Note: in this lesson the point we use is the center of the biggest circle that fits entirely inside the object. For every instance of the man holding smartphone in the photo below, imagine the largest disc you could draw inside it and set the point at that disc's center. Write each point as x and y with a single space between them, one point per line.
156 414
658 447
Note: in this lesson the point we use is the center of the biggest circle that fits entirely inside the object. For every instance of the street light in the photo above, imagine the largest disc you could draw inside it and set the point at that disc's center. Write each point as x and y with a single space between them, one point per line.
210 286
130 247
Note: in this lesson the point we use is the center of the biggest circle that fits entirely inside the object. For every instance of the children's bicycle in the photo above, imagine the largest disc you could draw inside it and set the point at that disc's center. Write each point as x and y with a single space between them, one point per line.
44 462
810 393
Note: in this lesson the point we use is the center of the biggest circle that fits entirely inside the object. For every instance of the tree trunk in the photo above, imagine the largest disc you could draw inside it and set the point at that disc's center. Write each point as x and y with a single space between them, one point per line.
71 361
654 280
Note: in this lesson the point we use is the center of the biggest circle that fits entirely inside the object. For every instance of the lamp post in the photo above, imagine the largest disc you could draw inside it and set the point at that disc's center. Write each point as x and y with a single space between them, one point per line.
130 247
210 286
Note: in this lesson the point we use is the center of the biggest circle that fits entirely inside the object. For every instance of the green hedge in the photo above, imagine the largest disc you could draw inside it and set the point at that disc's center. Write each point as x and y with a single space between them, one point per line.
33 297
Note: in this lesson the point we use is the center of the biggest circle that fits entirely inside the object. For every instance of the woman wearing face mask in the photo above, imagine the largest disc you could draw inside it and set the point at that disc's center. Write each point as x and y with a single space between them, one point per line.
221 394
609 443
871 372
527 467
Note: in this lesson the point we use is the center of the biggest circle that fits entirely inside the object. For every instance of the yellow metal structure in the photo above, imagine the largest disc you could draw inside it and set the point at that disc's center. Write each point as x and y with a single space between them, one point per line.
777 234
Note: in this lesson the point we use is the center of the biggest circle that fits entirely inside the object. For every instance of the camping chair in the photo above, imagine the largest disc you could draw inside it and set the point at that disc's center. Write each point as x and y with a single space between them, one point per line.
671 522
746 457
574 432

WRITTEN REQUEST: Give again, word for word, every line from the one holding "of the lamp" to the end of the data.

EXERCISE ANSWER:
Note: in this lesson the point we use is the center of the biggest circle that fits entirely inside the object. For every instance of the lamp post in the photo above, imagine the largest disc you could draw inside it and set the point at that disc's center. Write each point as x and y with a single space between them, one point per line.
130 247
210 286
Note: in this lesson the point we use is the center of the biggest circle that fits entirely inside the object. For every instance of the green hedge in the photo above, imagine the largest disc you could draw inside it and set the point at that disc's center. Write each point as x and y with a single space between them, one point per line.
33 297
Note: in this lesson the point we use is the center of the biggest circle that fits entirely inside the object. For every instance of the woman wearing face mask in the photo above, imagine the largest disc you could draw inside it and set the point at that disc's center. Write each point as x and y with a single space between them, one point per line.
221 394
609 443
871 372
527 467
Note: in this lesson the point we use is the center of the biggest circle that fits entirely inside the object. For every instance of the yellow metal structure in the photo above, imagine the largest disc you could draw inside it and set the point at that disc's center. Write each point as x and y with a single space between them, one point per line.
777 234
Note: in this lesson the point we use is the center of the biggest circle that fits entirely inside the object. For every instance of the camping chair in the photo above, imagine the largest disc you could draw inside it and set the point at that disc's center. Write each point as x and y with a single space between them, one point per line.
671 522
746 457
574 432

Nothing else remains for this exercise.